• [Description of the task]:
Output each entry in full so that the result matches the data exactly.
** Records supplied follows **
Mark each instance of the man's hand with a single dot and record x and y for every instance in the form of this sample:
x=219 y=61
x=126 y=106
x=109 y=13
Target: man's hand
** End of Records supplied **
• [Task response]:
Mark each instance of the man's hand with a single dot and record x and y for every instance in the form of this sample:
x=219 y=61
x=126 y=106
x=109 y=13
Target: man's hand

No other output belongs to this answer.